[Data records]
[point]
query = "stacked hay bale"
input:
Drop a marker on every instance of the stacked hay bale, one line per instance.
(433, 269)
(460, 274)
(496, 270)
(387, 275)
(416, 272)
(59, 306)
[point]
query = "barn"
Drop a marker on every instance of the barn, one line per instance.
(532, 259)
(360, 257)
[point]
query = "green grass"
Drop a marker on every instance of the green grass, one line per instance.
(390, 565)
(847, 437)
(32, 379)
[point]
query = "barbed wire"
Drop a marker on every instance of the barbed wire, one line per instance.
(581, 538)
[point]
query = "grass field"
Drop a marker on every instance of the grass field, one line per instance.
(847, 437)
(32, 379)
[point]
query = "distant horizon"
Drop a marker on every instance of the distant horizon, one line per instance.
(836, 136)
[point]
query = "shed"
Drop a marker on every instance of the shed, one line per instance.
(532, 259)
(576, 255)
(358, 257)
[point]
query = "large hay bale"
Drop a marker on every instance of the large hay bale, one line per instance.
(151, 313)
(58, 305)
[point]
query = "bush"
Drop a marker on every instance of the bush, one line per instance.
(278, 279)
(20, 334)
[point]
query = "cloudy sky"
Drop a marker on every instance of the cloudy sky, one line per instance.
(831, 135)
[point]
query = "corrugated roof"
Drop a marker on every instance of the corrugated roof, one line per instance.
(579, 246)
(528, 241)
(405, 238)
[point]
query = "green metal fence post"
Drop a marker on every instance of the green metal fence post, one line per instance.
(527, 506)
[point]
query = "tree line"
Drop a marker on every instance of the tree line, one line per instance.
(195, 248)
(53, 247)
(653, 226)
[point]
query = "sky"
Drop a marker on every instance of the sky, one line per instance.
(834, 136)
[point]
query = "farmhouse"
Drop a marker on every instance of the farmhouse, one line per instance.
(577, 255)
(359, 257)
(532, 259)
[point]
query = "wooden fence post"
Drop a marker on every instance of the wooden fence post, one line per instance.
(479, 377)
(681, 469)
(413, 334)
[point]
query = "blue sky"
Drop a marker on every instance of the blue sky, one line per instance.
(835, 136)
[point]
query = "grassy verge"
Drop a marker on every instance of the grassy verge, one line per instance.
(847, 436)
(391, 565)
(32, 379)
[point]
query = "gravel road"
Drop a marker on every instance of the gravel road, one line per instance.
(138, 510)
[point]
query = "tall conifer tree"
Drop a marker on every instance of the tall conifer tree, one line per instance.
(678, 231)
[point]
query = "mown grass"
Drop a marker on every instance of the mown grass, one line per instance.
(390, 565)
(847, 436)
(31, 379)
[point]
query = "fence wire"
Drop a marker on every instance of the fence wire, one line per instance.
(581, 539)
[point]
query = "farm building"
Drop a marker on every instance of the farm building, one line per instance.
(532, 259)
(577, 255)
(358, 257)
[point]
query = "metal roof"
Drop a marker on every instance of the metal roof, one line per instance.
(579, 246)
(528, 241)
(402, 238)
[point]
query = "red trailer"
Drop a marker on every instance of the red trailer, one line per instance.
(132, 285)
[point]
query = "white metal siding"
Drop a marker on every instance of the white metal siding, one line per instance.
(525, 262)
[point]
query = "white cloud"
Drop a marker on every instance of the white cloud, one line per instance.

### YOUR OBJECTIVE:
Only the lines from the one with "Drop a marker on every instance of the blue" through the end of the data should be printed, each exactly as it appears.

### ANSWER SPACE:
Drop a marker on every instance of the blue sky, one line per instance.
(835, 136)
[point]
query = "grassy verge"
Drop a marker on every instance of the grassy verge, one line per instance.
(847, 436)
(391, 565)
(32, 379)
[point]
query = "gravel road"
Drop a marker on every instance of the gravel road, one line per instance.
(138, 510)
[point]
query = "tall conifer tree"
Drop a marker on every instance of the tall conifer tree, one line per instance.
(678, 231)
[point]
query = "mown grass"
Drop a marker on every instance of the mown grass, one line per instance.
(390, 565)
(847, 436)
(31, 379)
[point]
query = "fence wire"
Drop a marker on every instance of the fence wire, one line per instance.
(581, 539)
[point]
query = "farm building"
Drop a marker on every instance of the farm building, one line per instance.
(532, 259)
(577, 255)
(358, 257)
[point]
query = "metal roof"
Drop a marker on every instance of the metal roof, one line per instance.
(579, 246)
(528, 241)
(402, 238)
[point]
query = "red trailer"
Drop a marker on every instance of the red trailer, one line per instance.
(132, 285)
[point]
query = "white metal siding"
Drop a marker on every instance of the white metal siding, one line per instance.
(525, 262)
[point]
query = "white cloud"
Drop a marker on every instance of the white cloud, one line per instance.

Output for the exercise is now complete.